### Provided records
──────────────────────────────

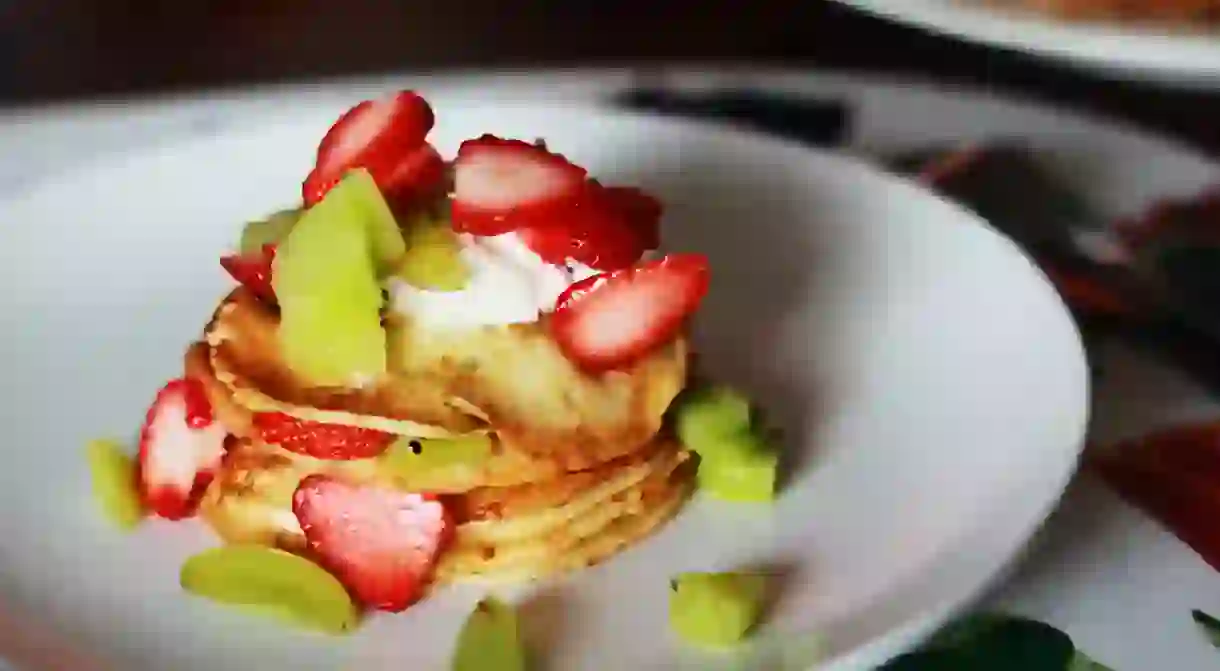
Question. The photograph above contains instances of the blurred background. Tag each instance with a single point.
(81, 49)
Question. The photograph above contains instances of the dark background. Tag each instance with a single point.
(72, 49)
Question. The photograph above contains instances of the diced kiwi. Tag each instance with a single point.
(273, 582)
(330, 299)
(408, 456)
(742, 470)
(715, 610)
(489, 639)
(359, 192)
(267, 232)
(112, 475)
(433, 260)
(705, 416)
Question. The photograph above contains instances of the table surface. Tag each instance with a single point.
(76, 49)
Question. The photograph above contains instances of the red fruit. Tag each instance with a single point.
(500, 186)
(181, 448)
(254, 273)
(606, 228)
(321, 439)
(381, 543)
(613, 320)
(375, 134)
(1174, 476)
(416, 177)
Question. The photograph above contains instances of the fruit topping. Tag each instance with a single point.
(500, 186)
(715, 610)
(381, 543)
(325, 276)
(272, 582)
(489, 641)
(410, 456)
(595, 229)
(433, 260)
(320, 439)
(253, 271)
(736, 460)
(266, 232)
(378, 136)
(614, 319)
(743, 469)
(181, 448)
(706, 416)
(114, 477)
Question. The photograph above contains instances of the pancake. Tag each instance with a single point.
(250, 502)
(503, 467)
(511, 380)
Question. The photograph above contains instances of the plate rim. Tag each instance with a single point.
(1124, 46)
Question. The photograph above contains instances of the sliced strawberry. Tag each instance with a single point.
(254, 273)
(381, 543)
(500, 186)
(375, 134)
(321, 439)
(606, 228)
(613, 320)
(417, 176)
(1173, 480)
(181, 448)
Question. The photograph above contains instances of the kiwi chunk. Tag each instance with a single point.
(330, 299)
(267, 232)
(112, 475)
(744, 470)
(489, 641)
(715, 610)
(705, 416)
(359, 192)
(271, 582)
(433, 258)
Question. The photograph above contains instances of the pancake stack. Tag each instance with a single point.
(580, 466)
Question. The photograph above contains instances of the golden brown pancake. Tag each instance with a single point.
(510, 380)
(497, 528)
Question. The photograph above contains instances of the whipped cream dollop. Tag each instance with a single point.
(509, 283)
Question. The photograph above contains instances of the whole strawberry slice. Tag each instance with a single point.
(181, 448)
(615, 319)
(375, 134)
(500, 186)
(381, 543)
(254, 273)
(321, 439)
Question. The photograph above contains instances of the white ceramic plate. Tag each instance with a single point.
(1190, 57)
(931, 386)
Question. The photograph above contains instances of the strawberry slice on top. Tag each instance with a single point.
(321, 439)
(606, 228)
(378, 136)
(181, 448)
(253, 272)
(503, 184)
(615, 319)
(381, 543)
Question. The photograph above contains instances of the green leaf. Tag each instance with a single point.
(1209, 625)
(996, 643)
(1082, 663)
(930, 660)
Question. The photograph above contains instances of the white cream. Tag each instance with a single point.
(509, 284)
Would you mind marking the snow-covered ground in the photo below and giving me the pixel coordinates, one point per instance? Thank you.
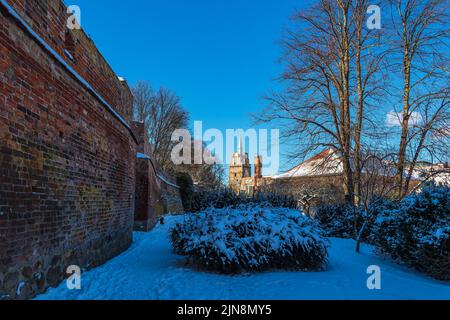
(150, 270)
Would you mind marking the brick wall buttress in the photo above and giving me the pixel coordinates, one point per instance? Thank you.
(67, 162)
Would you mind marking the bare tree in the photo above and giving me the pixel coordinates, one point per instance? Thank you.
(162, 113)
(422, 49)
(166, 115)
(317, 104)
(143, 100)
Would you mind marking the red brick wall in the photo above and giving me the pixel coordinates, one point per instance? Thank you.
(326, 189)
(67, 165)
(154, 197)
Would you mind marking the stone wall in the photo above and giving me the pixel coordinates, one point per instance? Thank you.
(67, 160)
(324, 189)
(156, 193)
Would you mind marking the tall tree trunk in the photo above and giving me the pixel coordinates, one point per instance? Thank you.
(405, 124)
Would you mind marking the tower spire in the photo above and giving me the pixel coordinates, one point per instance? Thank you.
(241, 151)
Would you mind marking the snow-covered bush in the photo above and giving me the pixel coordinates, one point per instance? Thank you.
(251, 238)
(336, 220)
(205, 199)
(417, 232)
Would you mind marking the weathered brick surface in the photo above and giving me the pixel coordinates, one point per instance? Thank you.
(325, 189)
(67, 165)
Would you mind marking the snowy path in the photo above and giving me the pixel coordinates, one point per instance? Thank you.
(149, 270)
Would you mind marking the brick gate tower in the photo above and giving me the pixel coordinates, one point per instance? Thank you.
(239, 168)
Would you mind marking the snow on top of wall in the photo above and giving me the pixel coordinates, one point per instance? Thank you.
(13, 12)
(327, 162)
(160, 176)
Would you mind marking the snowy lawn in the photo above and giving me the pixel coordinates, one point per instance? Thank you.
(150, 270)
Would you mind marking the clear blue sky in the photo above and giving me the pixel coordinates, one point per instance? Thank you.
(219, 56)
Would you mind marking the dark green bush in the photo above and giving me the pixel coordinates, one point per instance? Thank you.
(417, 232)
(251, 238)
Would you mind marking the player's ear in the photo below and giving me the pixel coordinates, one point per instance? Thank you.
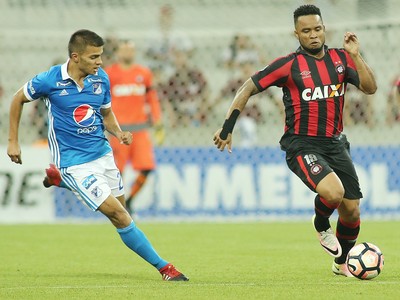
(74, 57)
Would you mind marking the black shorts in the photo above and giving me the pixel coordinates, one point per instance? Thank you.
(311, 159)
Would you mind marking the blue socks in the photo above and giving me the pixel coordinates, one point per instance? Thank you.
(135, 239)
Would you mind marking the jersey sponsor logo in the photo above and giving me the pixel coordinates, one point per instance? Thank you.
(305, 74)
(323, 92)
(133, 89)
(63, 93)
(95, 80)
(31, 88)
(86, 130)
(84, 115)
(63, 83)
(97, 192)
(88, 181)
(97, 88)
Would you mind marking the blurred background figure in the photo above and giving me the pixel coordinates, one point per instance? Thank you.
(110, 47)
(358, 108)
(241, 49)
(185, 93)
(393, 104)
(164, 42)
(136, 105)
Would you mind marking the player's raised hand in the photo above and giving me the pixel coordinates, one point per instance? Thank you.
(14, 152)
(221, 143)
(125, 137)
(351, 44)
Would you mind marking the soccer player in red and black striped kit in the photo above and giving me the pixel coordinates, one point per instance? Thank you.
(313, 80)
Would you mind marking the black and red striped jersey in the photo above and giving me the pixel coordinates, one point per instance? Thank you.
(313, 90)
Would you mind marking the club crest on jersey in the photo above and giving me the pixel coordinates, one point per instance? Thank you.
(84, 115)
(88, 181)
(305, 74)
(339, 69)
(97, 192)
(97, 88)
(323, 92)
(63, 83)
(316, 169)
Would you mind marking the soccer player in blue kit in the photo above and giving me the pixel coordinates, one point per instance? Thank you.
(77, 95)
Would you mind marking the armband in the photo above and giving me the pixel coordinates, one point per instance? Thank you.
(229, 124)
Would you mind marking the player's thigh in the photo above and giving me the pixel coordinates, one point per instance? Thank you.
(88, 184)
(94, 181)
(343, 166)
(310, 167)
(143, 153)
(115, 211)
(121, 153)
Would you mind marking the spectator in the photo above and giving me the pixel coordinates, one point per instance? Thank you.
(165, 42)
(358, 108)
(393, 105)
(240, 50)
(185, 93)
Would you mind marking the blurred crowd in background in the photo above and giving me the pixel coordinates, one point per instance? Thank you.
(200, 52)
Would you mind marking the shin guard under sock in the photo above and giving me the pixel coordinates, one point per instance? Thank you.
(347, 234)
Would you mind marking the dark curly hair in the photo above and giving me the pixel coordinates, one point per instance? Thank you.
(306, 10)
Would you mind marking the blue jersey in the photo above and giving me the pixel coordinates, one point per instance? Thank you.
(76, 129)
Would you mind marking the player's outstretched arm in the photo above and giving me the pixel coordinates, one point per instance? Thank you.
(367, 78)
(223, 136)
(14, 149)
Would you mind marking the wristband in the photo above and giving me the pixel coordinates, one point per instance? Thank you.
(229, 124)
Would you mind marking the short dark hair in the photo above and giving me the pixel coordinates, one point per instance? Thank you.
(306, 10)
(81, 39)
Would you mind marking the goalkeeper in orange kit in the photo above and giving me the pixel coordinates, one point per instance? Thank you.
(136, 105)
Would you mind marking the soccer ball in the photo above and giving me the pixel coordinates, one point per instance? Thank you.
(365, 261)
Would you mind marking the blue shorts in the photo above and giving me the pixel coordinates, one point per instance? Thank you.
(94, 181)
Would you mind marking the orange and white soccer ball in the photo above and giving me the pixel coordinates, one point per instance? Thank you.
(365, 261)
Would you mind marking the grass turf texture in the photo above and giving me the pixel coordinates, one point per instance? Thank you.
(223, 261)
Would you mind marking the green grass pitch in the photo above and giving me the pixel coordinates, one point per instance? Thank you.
(258, 260)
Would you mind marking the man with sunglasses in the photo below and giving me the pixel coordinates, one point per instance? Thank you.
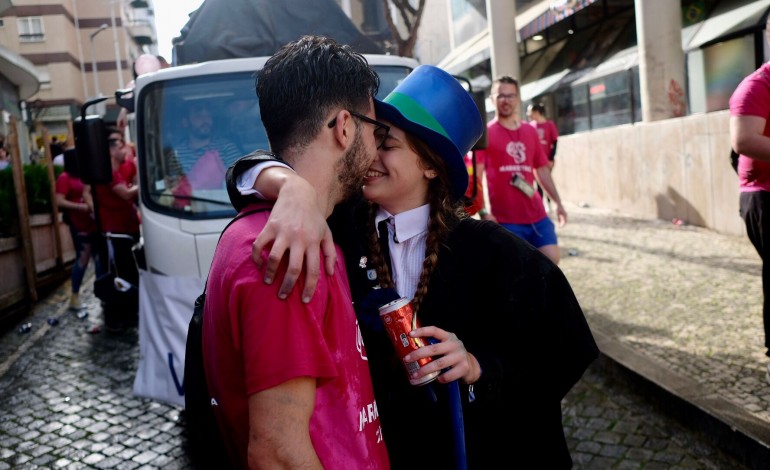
(289, 381)
(513, 160)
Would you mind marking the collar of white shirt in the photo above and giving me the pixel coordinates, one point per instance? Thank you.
(407, 224)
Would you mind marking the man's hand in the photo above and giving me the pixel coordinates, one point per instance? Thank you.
(298, 225)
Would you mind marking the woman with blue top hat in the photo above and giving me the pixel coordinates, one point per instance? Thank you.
(499, 319)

──────────────────────────────

### What you should do
For this exercise, write out exactly the lines from the one with "Would you mind marking the man with" through the last line of the records, inclusive, and leave each picture out.

### Worked solution
Would you mind marking the man with sunglasses in the photo below and giving me the pixel coordinates, one point per instance? Thank you.
(289, 381)
(513, 160)
Would you mind marking the collar of white shirt in the photo above and giving me the pixel coordinates, one point per instance? Thank you.
(407, 224)
Would you mind marking the man's hand in the photo above and giving me the pixel coordinates, one point per instance? Thank you.
(298, 225)
Would you mind marking the woman with blue top hat in the photo above and giving me the pixel coordinates, one point per instance? Thank you.
(499, 319)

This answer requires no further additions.